§ **AIM OF THE EXERCISE**
Arrange the record lines between the line holding "Quality assurance note: the column" and the line holding "[[0, 770, 866, 1300]]", inclusive, as a Markdown table with the columns Row and Record line, numbering each line. Omit blank lines and pictures.

§ **DATA TO USE**
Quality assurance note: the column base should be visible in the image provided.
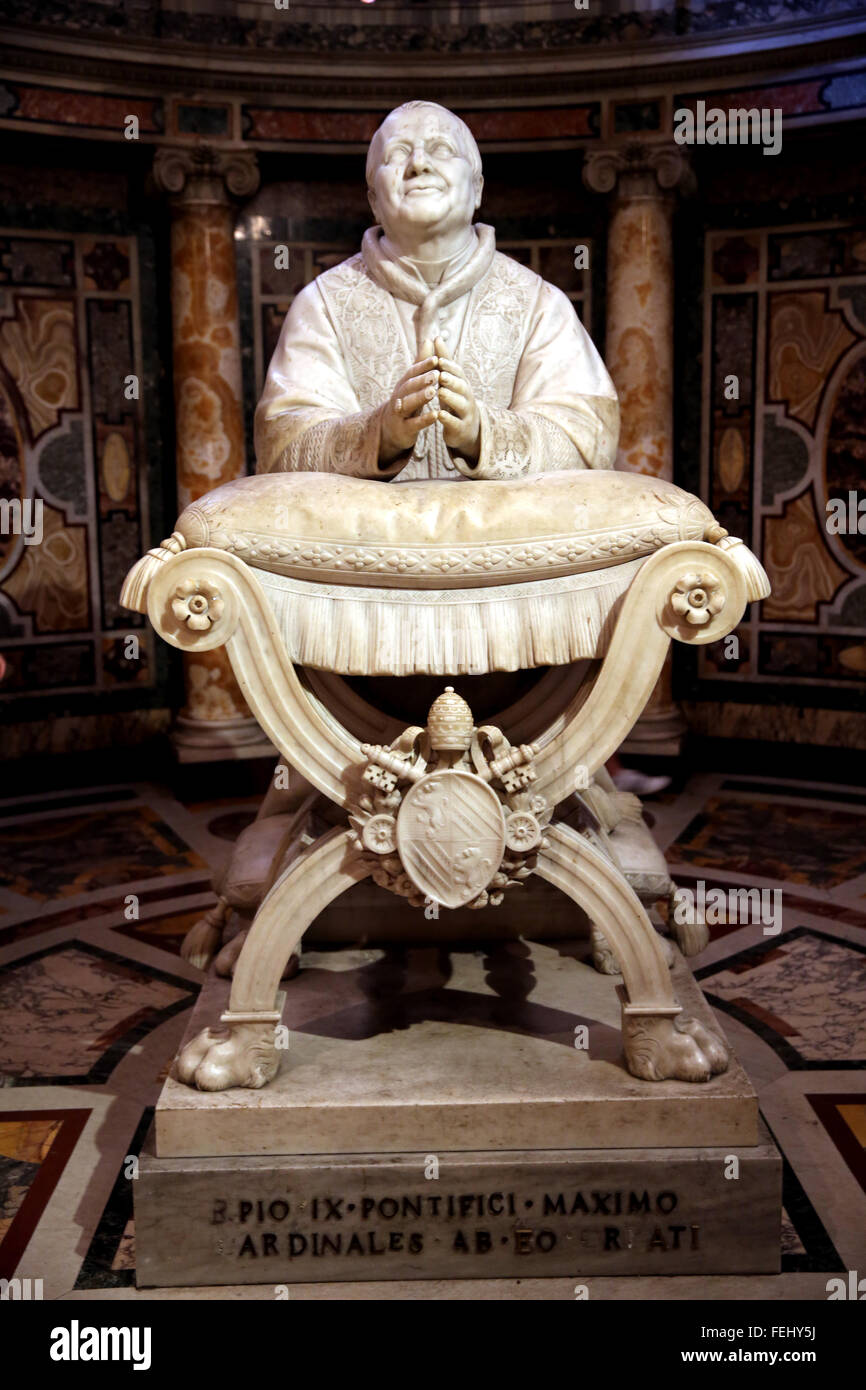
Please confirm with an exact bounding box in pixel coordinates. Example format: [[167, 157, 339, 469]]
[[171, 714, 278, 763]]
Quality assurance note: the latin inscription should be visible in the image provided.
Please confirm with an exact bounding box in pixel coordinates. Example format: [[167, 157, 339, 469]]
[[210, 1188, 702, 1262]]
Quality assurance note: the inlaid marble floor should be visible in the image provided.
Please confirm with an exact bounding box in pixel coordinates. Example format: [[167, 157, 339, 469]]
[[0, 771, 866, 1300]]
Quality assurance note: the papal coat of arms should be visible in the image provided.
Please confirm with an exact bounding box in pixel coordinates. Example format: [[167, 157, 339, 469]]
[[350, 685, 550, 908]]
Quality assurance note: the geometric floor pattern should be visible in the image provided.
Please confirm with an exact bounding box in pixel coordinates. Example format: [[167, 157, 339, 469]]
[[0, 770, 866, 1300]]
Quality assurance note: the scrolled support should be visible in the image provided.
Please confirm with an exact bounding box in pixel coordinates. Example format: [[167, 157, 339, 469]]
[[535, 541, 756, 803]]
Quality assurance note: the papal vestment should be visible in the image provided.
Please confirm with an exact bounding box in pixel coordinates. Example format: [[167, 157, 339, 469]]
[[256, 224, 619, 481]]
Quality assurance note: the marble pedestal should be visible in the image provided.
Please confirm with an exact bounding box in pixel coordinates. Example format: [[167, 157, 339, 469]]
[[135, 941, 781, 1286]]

==

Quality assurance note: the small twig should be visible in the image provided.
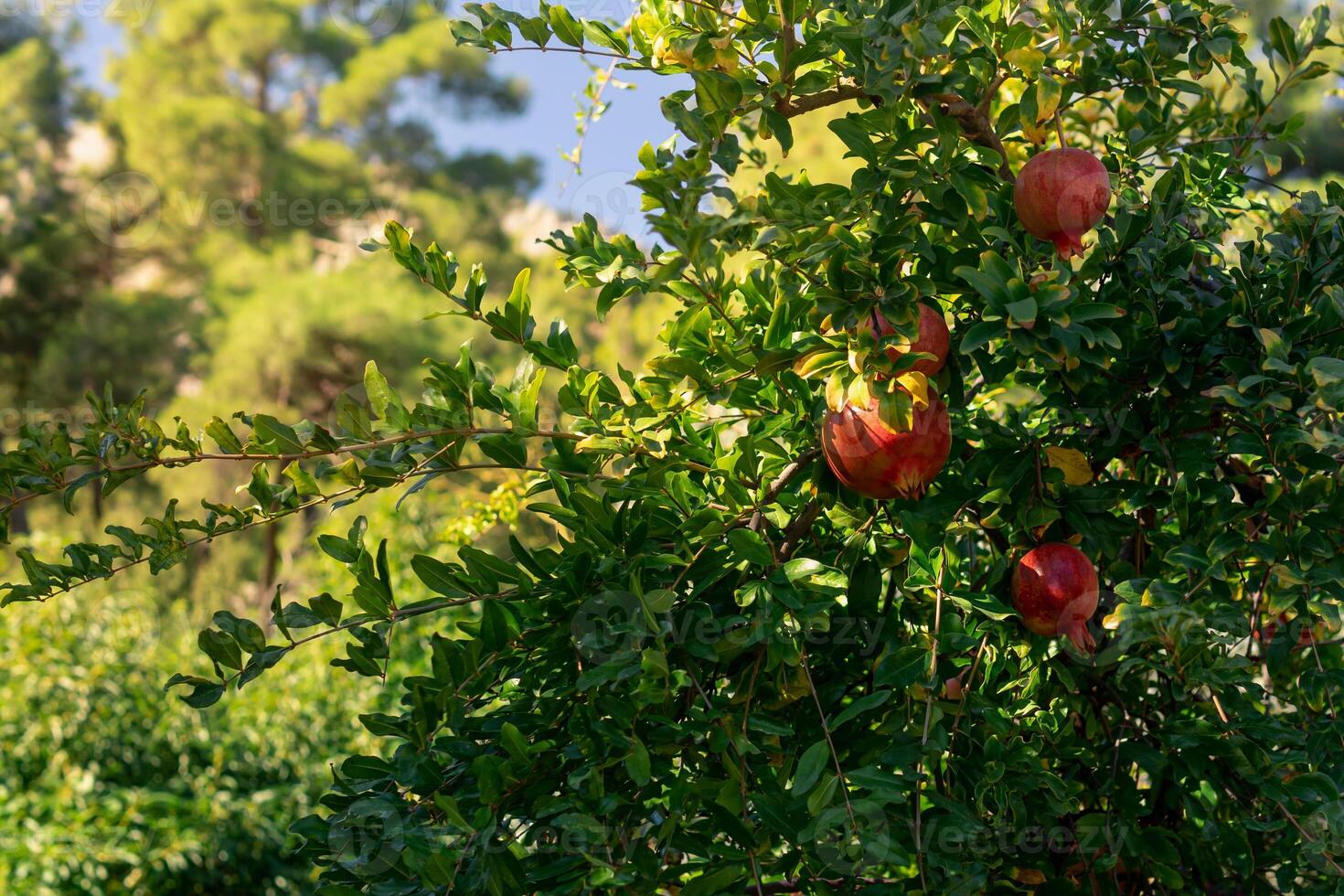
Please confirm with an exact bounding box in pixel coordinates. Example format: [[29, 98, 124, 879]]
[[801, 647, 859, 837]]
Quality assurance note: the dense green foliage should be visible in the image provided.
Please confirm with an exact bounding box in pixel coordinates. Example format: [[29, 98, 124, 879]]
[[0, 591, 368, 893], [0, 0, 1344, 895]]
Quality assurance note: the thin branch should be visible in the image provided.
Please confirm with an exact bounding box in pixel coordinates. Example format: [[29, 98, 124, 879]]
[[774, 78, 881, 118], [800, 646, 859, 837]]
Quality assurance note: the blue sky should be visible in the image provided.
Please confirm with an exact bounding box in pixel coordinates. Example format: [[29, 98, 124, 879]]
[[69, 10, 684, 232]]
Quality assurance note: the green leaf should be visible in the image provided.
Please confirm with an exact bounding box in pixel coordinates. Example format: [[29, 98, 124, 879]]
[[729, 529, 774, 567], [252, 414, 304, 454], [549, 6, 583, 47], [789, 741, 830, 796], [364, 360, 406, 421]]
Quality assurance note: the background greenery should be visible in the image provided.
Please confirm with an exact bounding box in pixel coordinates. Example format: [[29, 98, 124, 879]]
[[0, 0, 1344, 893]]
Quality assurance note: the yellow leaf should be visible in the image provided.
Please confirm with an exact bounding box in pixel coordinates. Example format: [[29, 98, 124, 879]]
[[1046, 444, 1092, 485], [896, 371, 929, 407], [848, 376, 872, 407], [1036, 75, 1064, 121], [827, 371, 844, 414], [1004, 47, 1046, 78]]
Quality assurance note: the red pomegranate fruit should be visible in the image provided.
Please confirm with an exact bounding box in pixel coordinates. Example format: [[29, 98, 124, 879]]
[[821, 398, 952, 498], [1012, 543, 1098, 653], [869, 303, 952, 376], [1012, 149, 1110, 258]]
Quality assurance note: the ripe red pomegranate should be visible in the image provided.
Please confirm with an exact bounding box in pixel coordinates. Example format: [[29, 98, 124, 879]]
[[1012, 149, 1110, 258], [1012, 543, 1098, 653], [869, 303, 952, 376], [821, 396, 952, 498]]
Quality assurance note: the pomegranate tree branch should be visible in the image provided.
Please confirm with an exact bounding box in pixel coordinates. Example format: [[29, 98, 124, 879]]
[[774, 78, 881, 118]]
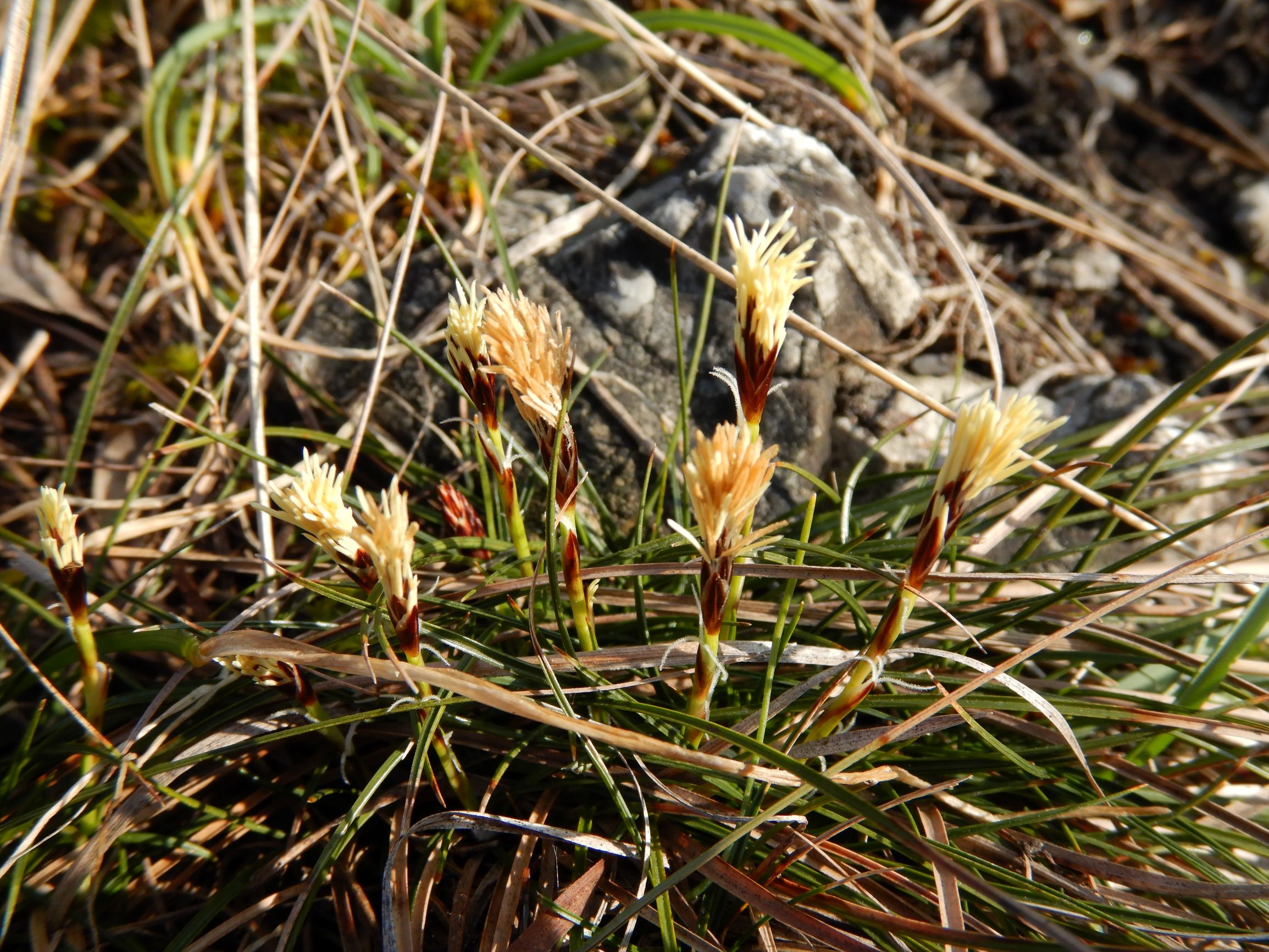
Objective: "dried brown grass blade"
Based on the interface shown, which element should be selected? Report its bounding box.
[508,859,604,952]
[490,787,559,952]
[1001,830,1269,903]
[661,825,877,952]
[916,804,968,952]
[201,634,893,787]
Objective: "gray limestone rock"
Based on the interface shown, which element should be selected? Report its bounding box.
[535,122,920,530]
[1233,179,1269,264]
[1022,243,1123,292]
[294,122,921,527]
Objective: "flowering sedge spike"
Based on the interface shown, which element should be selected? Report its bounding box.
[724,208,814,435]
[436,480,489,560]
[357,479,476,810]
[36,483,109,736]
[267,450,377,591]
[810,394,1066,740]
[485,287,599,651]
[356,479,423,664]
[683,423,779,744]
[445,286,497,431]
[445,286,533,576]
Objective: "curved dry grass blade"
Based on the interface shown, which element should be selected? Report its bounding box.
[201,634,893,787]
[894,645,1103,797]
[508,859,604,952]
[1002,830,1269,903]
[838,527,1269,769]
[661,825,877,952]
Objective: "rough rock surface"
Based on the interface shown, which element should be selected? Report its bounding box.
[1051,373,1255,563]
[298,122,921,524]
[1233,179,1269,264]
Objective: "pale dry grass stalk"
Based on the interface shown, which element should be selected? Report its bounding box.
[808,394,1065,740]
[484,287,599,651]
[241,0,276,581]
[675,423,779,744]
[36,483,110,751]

==

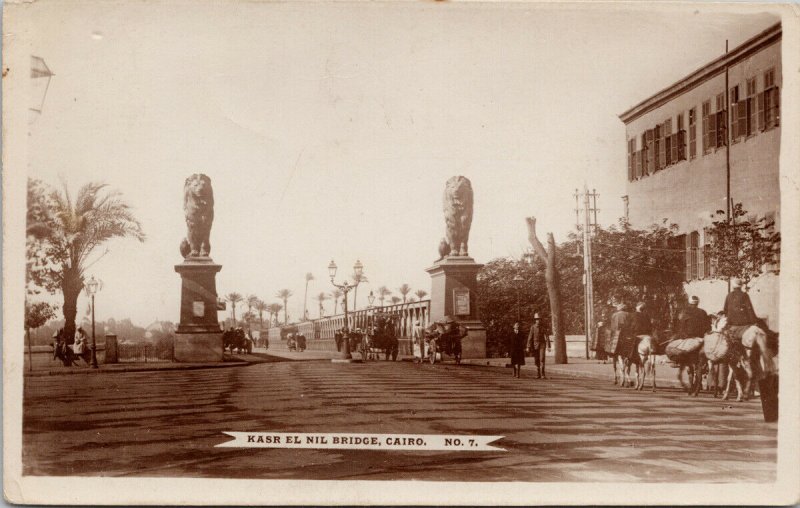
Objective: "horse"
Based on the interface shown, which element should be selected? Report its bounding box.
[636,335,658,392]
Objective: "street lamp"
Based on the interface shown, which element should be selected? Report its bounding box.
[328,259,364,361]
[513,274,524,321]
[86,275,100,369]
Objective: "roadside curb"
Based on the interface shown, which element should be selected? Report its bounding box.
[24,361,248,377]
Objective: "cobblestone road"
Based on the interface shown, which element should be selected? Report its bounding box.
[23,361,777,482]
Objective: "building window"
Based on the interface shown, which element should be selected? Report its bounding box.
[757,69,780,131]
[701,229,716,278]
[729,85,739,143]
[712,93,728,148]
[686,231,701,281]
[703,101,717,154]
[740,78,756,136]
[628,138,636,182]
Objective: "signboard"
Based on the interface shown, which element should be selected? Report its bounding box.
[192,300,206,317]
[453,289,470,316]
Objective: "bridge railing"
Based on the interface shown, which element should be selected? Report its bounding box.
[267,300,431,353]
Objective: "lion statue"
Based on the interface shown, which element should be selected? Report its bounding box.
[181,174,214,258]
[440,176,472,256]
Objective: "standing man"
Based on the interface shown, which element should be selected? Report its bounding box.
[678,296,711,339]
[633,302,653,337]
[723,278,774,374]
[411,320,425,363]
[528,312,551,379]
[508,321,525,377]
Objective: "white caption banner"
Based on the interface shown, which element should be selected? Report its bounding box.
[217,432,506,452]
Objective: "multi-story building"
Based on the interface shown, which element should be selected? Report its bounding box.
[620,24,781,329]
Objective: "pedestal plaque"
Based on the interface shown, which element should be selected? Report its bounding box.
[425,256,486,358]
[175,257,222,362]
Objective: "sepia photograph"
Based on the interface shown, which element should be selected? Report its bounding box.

§ **ANSWER IN FULL**
| Row | Record line |
|---|---|
| 1 | Quality assurance note: the column base should be visible in the image provided. |
| 2 | Please confirm with an exact bounding box in pixel coordinates. Example format: [[167, 157, 339, 469]] |
| 3 | [[171, 714, 278, 763]] |
| 4 | Quality assurance note: the latin inscription should be visible in the image provided. |
| 5 | Please confirm with an exact bounding box in pixel coordinates. Example format: [[167, 157, 339, 469]] |
| 6 | [[210, 1188, 702, 1262]] |
| 7 | Quality assurance note: the inlaid marble floor should be visible in the image provided. |
| 8 | Please confirm with an exact bounding box in pixel coordinates. Example format: [[167, 157, 339, 469]] |
| 9 | [[0, 771, 866, 1300]] |
| 10 | Quality assurance note: the papal coat of arms should be visible in the image provided. |
| 11 | Please confirm with an exact bounding box in pixel coordinates. Example format: [[167, 157, 339, 469]] |
| 12 | [[350, 685, 550, 908]] |
| 13 | Quality assurance note: the geometric floor pattern should be visible in the image provided. |
| 14 | Please confirm with an exact bounding box in pixel coordinates. Example format: [[167, 157, 339, 469]] |
| 15 | [[0, 770, 866, 1300]] |